Both BFR booster and BFS are to run on Raptor engines, fueled with liquid methane and liquid oxygen - cryofuels.

The trip to Mars will take at least a couple months, and BFS requires fuel for powered landing. And cryofuels normally boil off over time - tanks so durable as to hold their vapor pressure would be too heavy for space. Not a critical problem for a mission that lasts a week or two, like a flight to the Moon, but arriving at Mars in several months and finding the tanks dry would be a problem...

So how does SpaceX plan to deal with it?


This is a really good question and the answer is probably not 100% known, even by SpaceX at this moment.

No doubt they will have some active cooling to minimize boil off.

Structurally there are tricks they can play. For example the landing fuel is stored in a smaller tank, which is submerged in the main tank. Thus the surface area to warm up over is seriously reduced.

You can see that in this image from the 2017 ITS design:

2017 ITS Design

In the section labelled Propellant Tanks, there is a smaller set of tanks inside.

**SUPPLIED DATA**

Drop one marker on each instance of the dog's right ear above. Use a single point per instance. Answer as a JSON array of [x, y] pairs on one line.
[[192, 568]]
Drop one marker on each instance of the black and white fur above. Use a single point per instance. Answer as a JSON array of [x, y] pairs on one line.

**WHAT YOU ARE ASKED TO DO**
Duplicate the entire thread on how SpaceX might keep the Starship's cryofuel from boiling off during the trip to Mars, word for word.

**REPLY TO THE TASK**
Both BFR booster and BFS are to run on Raptor engines, fueled with liquid methane and liquid oxygen - cryofuels.

The trip to Mars will take at least a couple months, and BFS requires fuel for powered landing. And cryofuels normally boil off over time - tanks so durable as to hold their vapor pressure would be too heavy for space. Not a critical problem for a mission that lasts a week or two, like a flight to the Moon, but arriving at Mars in several months and finding the tanks dry would be a problem...

So how does SpaceX plan to deal with it?


This is a really good question and the answer is probably not 100% known, even by SpaceX at this moment.

No doubt they will have some active cooling to minimize boil off.

Structurally there are tricks they can play. For example the landing fuel is stored in a smaller tank, which is submerged in the main tank. Thus the surface area to warm up over is seriously reduced.

You can see that in this image from the 2017 ITS design:

2017 ITS Design

In the section labelled Propellant Tanks, there is a smaller set of tanks inside.